In the wake of Facebook’s over-hyped and overpriced IPO, we’ve been hearing a chorus of voices singing the social network’s death. But actually, the dirge started earlier in the year. Jill Kennedy wrote this great fairy tale, and then this more strident protest piece. And that’s just one blogger. A quick Google search on the fortunes of Facebook, as an investment or otherwise, will give any doubter plenty to read.

As many note, Facebook’s been dying from a value point of view for some time. I’ve been a member since 2008, so I’m not an early adopter, but it used to be better. It was a connection to friends, and new and fresh, open and free from protocol and ritual. Now, it’s a crapshoot of shooting the crap.

To quote another Jill Kennedy post:

“My Facebook experience now is basically the same five people posting the same boring crap.

“The Bored Office Worker who posts about “needing coffee” – and “can’t wait for Happy Hour!”

“The Super Mom who claims every morning – “Went to 8 museums adn made banana bread all before 10am!  My kids are awesome and sooooo funny!”

“The Quoter who searches quotation websites looking for some daily affirmation that will get about 15 “Likes” and a few “I’m going to use that!” replies.

“The Reviewer who writes stuff like “Smoke Monster?  Shit Monster if you ask me!”

“The Pissed Off Traveler with daily pearls like “10 hours on the tarmac!” and “Yet another delay, thank you American Airlines!””

So true.

For me, my two biggest issues with Facebook now are that 1) it’s defiled the sacred word “friend” and 2) it’s missed the biggest sociocultural opportunity it had, that is to stimulate meaningful, self-expressive conversation between real human beings.

-- GIVEN INFORMATION --

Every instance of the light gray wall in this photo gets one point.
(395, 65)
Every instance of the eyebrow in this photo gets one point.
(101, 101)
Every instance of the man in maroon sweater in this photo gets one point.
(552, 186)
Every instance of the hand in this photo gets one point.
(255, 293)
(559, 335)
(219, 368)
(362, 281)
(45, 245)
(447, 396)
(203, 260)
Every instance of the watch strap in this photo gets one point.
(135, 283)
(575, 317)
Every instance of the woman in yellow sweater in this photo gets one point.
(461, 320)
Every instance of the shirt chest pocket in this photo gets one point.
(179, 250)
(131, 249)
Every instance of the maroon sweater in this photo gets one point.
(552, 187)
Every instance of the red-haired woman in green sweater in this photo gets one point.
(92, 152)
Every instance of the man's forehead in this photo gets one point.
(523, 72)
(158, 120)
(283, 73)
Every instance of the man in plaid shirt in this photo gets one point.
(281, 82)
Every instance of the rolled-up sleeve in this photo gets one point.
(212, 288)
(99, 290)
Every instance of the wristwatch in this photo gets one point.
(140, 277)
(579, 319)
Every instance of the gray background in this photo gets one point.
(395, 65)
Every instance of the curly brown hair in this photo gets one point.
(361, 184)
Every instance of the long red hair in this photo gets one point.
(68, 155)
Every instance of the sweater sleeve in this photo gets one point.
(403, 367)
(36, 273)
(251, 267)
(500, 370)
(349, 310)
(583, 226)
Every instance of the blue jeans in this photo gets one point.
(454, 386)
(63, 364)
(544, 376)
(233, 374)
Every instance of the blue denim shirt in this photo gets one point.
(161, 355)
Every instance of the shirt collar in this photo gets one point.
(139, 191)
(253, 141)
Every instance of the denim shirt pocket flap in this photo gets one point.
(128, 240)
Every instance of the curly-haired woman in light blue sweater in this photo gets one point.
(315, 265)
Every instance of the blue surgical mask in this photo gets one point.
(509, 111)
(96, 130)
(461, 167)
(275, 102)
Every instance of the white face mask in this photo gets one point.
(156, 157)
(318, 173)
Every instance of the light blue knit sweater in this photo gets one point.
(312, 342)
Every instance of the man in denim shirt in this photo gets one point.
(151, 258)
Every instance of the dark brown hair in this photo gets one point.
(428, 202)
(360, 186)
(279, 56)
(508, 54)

-- DIRECTION A --
Update the stretch of the Facebook essay from "For me, my two" through "real human beings.", changing "Facebook" to "the platform".
-- DIRECTION B --
In the Facebook essay, rewrite the paragraph beginning "As many note" as a short bulleted list that keeps its main facts.
-- DIRECTION C --
Translate this sentence from the Facebook essay into Spanish: "But actually, the dirge started earlier in the year."

-- FULL ANSWER A --
For me, my two biggest issues with the platform now are that 1) it’s defiled the sacred word “friend” and 2) it’s missed the biggest sociocultural opportunity it had, that is to stimulate meaningful, self-expressive conversation between real human beings.

-- FULL ANSWER B --
- Many note that Facebook has been dying from a value point of view for some time.
- The writer has been a member since 2008, so is not an early adopter, but says it used to be better.
- It was once a connection to friends: new and fresh, open and free from protocol and ritual.
- Now it's a crapshoot of shooting the crap.

-- FULL ANSWER C --
Pero en realidad, el canto fúnebre comenzó antes ese mismo año.